## EXERCISE OBJECTIVE
Transcribe each line exactly.

◇ ◇ ◇

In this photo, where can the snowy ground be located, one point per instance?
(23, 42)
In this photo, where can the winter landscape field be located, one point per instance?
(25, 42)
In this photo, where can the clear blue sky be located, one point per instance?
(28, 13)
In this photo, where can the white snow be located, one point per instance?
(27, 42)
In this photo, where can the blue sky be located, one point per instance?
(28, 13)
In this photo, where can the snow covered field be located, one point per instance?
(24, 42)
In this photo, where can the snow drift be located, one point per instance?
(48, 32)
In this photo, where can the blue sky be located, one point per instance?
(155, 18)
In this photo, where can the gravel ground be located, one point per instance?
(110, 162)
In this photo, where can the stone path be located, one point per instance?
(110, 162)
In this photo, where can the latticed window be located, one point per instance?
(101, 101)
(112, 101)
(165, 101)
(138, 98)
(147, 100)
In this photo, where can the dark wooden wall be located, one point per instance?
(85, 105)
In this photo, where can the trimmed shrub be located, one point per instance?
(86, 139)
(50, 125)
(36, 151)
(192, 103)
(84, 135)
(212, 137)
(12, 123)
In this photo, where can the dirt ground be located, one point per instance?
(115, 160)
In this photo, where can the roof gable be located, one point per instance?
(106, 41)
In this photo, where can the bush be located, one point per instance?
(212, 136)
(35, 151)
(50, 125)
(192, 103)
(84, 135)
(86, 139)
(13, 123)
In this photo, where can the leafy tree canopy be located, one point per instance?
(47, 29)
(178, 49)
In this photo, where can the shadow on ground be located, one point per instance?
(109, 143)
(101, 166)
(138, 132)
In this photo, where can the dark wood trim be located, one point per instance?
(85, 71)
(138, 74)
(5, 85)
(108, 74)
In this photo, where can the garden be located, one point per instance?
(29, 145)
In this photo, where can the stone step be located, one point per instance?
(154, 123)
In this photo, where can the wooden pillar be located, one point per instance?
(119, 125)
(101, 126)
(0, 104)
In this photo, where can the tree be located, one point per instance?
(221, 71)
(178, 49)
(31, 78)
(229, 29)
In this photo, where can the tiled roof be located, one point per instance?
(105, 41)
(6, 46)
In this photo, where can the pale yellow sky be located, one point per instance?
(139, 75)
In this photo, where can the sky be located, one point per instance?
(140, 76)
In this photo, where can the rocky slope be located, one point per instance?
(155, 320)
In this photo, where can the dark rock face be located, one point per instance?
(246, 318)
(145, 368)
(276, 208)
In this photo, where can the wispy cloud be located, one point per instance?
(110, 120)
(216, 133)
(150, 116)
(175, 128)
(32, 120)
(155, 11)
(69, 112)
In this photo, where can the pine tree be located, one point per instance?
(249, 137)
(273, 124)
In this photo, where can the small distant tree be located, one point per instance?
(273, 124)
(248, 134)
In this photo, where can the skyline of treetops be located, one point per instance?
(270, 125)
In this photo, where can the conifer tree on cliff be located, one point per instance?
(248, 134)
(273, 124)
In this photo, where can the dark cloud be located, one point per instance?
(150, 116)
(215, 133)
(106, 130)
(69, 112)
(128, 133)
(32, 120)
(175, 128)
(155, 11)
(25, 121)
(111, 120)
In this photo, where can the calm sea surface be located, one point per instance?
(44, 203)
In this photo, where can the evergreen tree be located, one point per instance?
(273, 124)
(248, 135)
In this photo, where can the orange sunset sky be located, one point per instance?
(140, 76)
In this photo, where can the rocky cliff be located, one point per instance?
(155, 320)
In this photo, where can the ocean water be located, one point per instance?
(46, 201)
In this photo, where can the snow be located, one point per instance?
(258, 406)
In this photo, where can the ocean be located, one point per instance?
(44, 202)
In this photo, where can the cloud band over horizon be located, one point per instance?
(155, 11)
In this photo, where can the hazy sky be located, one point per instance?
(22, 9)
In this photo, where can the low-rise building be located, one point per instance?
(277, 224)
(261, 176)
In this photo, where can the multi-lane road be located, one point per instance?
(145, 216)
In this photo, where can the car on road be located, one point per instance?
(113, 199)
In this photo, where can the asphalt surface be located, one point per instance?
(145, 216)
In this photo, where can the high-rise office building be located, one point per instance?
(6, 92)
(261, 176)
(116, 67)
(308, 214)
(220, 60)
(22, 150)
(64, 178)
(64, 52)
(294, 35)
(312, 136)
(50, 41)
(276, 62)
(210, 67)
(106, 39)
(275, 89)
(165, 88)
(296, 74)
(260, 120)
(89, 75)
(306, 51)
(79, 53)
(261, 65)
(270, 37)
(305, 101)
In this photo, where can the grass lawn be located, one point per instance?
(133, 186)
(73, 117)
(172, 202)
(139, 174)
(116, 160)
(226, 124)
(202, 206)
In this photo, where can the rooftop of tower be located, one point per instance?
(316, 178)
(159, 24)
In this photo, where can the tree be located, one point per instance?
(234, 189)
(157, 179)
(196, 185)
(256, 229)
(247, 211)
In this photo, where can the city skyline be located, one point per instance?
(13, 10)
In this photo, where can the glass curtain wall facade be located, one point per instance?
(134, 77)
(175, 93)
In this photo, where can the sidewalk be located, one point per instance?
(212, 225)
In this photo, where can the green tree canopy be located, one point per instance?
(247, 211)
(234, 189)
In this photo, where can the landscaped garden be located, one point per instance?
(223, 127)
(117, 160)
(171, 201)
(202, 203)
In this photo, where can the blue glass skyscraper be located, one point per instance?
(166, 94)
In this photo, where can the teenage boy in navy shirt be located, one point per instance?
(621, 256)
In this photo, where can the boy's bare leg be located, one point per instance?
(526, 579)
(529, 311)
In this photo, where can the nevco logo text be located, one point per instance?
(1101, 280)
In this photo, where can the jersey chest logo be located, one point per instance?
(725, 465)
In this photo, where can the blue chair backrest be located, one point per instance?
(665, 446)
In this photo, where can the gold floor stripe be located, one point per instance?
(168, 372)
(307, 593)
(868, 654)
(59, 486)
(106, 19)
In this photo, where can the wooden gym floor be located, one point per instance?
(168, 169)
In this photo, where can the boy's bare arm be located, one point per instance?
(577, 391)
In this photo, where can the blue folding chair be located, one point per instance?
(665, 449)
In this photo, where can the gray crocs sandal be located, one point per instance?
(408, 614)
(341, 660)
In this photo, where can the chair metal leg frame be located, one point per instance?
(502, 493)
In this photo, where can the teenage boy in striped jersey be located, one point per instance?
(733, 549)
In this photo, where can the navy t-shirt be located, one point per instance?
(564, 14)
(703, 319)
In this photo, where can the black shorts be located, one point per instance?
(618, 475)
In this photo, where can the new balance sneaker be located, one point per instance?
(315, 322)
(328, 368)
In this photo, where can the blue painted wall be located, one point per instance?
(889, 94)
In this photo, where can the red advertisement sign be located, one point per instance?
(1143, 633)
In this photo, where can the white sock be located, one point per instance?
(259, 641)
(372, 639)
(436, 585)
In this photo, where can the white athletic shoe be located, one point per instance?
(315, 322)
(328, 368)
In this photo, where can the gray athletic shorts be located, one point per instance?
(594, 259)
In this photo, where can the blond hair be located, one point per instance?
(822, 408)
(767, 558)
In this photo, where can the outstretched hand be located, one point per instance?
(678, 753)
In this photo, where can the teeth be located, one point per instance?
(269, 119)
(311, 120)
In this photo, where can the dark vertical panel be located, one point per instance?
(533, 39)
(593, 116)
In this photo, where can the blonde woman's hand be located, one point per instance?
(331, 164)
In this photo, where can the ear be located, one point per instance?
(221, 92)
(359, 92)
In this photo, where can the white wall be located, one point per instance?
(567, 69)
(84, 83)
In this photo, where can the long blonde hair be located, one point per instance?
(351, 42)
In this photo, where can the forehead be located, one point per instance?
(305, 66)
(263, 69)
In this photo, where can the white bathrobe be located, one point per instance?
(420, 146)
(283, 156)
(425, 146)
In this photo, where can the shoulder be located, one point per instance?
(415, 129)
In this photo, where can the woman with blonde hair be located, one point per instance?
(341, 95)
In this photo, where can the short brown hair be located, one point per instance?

◇ ◇ ◇

## THE RESPONSE
In this photo, where can the snowy ground be located, one point per instance?
(23, 42)
In this photo, where can the winter landscape field be located, one point per instance?
(25, 42)
In this photo, where can the clear blue sky be located, one point per instance?
(28, 13)
In this photo, where can the white snow be located, one point per instance?
(27, 42)
In this photo, where can the blue sky be located, one point per instance?
(28, 13)
In this photo, where can the snow covered field be located, one point per instance?
(24, 42)
In this photo, where can the snow drift be located, one point per instance?
(48, 32)
In this photo, where can the blue sky be located, one point per instance?
(155, 18)
In this photo, where can the gravel ground be located, one point per instance?
(110, 162)
In this photo, where can the stone path be located, one point per instance?
(110, 162)
In this photo, where can the latticed window be located, one point per instance?
(101, 101)
(112, 101)
(165, 101)
(138, 98)
(147, 100)
In this photo, where can the dark wooden wall be located, one point per instance?
(85, 105)
In this photo, where can the trimmed shrub be located, one point per instance?
(86, 139)
(50, 125)
(36, 151)
(192, 103)
(84, 135)
(212, 137)
(12, 123)
In this photo, where can the dirt ground be located, one point per instance?
(115, 160)
In this photo, where can the roof gable be located, one point per instance?
(106, 41)
In this photo, where can the bush be located, one point per instance?
(212, 136)
(35, 151)
(50, 125)
(192, 103)
(84, 135)
(86, 139)
(13, 123)
In this photo, where can the leafy tree canopy be located, one point per instance?
(47, 29)
(178, 49)
In this photo, where can the shadow on ground be located, one point per instance?
(109, 143)
(101, 166)
(138, 132)
In this photo, where can the dark wood trim be located, one point per instance?
(85, 71)
(138, 74)
(5, 85)
(108, 74)
In this photo, where can the garden be located, one point per instance?
(29, 145)
In this photo, where can the stone step be located, one point per instance?
(154, 123)
In this photo, where can the wooden pillar be located, one point per instance?
(119, 125)
(101, 126)
(0, 104)
In this photo, where can the tree be located, one point per instance?
(221, 71)
(178, 49)
(31, 78)
(229, 29)
In this photo, where can the tiled roof be located, one point per instance?
(105, 41)
(6, 46)
In this photo, where can the pale yellow sky be located, one point per instance?
(139, 75)
In this photo, where can the sky be located, one point per instance?
(140, 76)
In this photo, where can the rocky slope be located, one point per instance?
(155, 320)
In this photo, where can the dark rock face be located, one point per instance?
(246, 318)
(145, 368)
(276, 208)
In this photo, where can the wispy cloud be located, one point per instance?
(110, 120)
(216, 133)
(150, 116)
(175, 128)
(32, 120)
(155, 11)
(69, 112)
In this photo, where can the pine tree be located, one point per instance?
(249, 137)
(273, 124)
In this photo, where can the small distant tree be located, one point per instance?
(273, 124)
(248, 134)
In this photo, where can the skyline of treetops be located, one point per instance?
(270, 125)
In this photo, where can the conifer tree on cliff be located, one point per instance?
(248, 134)
(273, 124)
In this photo, where can the dark cloud be located, one point per instance?
(150, 116)
(215, 133)
(106, 130)
(69, 112)
(128, 133)
(32, 120)
(175, 128)
(155, 11)
(25, 121)
(111, 120)
In this photo, where can the calm sea surface be located, one point per instance?
(44, 203)
In this photo, where can the evergreen tree be located, one point per instance?
(273, 124)
(248, 135)
In this photo, where can the orange sunset sky be located, one point per instance?
(140, 76)
In this photo, where can the rocky cliff be located, one point per instance?
(155, 320)
In this photo, where can the ocean water be located, one point per instance?
(46, 201)
In this photo, where can the snow be located, one point per instance?
(258, 406)
In this photo, where can the ocean be located, one point per instance?
(44, 202)
In this photo, where can the cloud band over horizon be located, one point per instance?
(155, 11)
In this photo, where can the hazy sky be located, one point per instance?
(22, 9)
In this photo, where can the low-rise building be located, one point per instance?
(277, 224)
(261, 176)
In this photo, where can the multi-lane road be located, one point per instance?
(145, 216)
In this photo, where can the car on road be located, one point per instance?
(113, 199)
In this photo, where can the asphalt surface be located, one point per instance?
(145, 216)
In this photo, where can the high-rise office building be located, one point per instance?
(6, 92)
(261, 176)
(116, 67)
(308, 214)
(220, 60)
(22, 150)
(64, 178)
(64, 52)
(294, 35)
(312, 136)
(50, 41)
(276, 62)
(210, 67)
(106, 39)
(275, 89)
(165, 88)
(296, 74)
(260, 120)
(89, 75)
(306, 51)
(79, 53)
(261, 65)
(270, 37)
(305, 101)
In this photo, where can the grass lawn be located, one point per instance?
(133, 186)
(73, 117)
(172, 202)
(139, 174)
(116, 160)
(226, 124)
(202, 206)
In this photo, where can the rooftop of tower be located, one point per instance?
(316, 178)
(159, 24)
In this photo, where can the tree be located, one point per instance?
(234, 189)
(157, 179)
(196, 185)
(256, 229)
(247, 211)
In this photo, where can the city skyline be located, one point per instance?
(13, 10)
In this photo, where can the glass curtain wall facade be located, one point per instance?
(134, 77)
(175, 93)
In this photo, where can the sidewalk be located, one point per instance?
(212, 225)
In this photo, where can the green tree canopy be located, one point per instance?
(247, 211)
(234, 189)
In this photo, where can the landscaped garden be located, one point per instance?
(223, 127)
(117, 160)
(171, 201)
(202, 203)
In this photo, where can the blue glass skyscraper be located, one point per instance?
(166, 94)
In this photo, where can the teenage boy in navy shirt be located, one point per instance?
(621, 256)
In this photo, where can the boy's bare leg be located, one point per instance?
(526, 579)
(529, 311)
In this photo, where can the nevco logo text be located, one point per instance?
(1101, 280)
In this photo, where can the jersey chest logo be located, one point per instance?
(725, 465)
In this photo, where can the blue chair backrest be located, one point per instance?
(665, 446)
In this photo, where can the gold floor stripe be located, one point per instance?
(168, 372)
(307, 593)
(868, 654)
(59, 486)
(106, 19)
In this photo, where can the wooden gym floor be located, one point per instance?
(168, 169)
In this photo, where can the boy's bare arm be located, one point per instance?
(577, 391)
In this photo, where can the blue folding chair be located, one point per instance?
(665, 449)
In this photo, where can the gray crocs sandal be located, one point per instance?
(408, 614)
(341, 660)
In this photo, where can the chair metal leg frame be located, one point per instance?
(502, 493)
In this photo, where can the teenage boy in striped jersey be located, one point per instance?
(733, 549)
In this photo, where can the navy t-shirt be located, one point per instance?
(564, 14)
(703, 319)
In this photo, where can the black shorts be located, one point per instance?
(618, 475)
In this photo, where can the new balance sneaker be located, one point per instance?
(315, 322)
(328, 368)
In this photo, where can the blue painted wall be located, one point per instance?
(889, 94)
In this photo, where can the red advertisement sign be located, one point per instance?
(1143, 633)
In this photo, where can the white sock be located, one point per instance?
(259, 641)
(372, 639)
(436, 585)
In this photo, where can the white athletic shoe be located, one point per instance?
(315, 322)
(328, 368)
In this photo, where can the gray athletic shorts be located, one point per instance?
(594, 259)
In this photo, where can the blond hair be located, one point per instance?
(822, 408)
(767, 558)
In this photo, where can the outstretched hand be located, one point per instance?
(678, 753)
In this photo, where can the teeth be located, one point per instance?
(269, 119)
(311, 120)
In this photo, where can the dark vertical panel be located, one point per instance?
(533, 39)
(593, 116)
In this photo, where can the blonde woman's hand be located, one point per instance?
(331, 164)
In this photo, where can the ear be located, one point per instance?
(221, 92)
(359, 92)
In this photo, where can the white wall be located, one point per instance?
(567, 69)
(84, 83)
In this photo, where can the long blonde hair be located, one point per instance?
(351, 42)
In this photo, where can the forehead be located, one point per instance?
(305, 66)
(263, 69)
In this photo, where can the white bathrobe be located, one point per instance?
(420, 146)
(283, 156)
(425, 146)
In this photo, where can the shoulder be located, one point per instance?
(415, 129)
In this photo, where can the woman with blonde hair be located, one point per instance?
(341, 95)
In this photo, where can the short brown hair be located, one point per instance?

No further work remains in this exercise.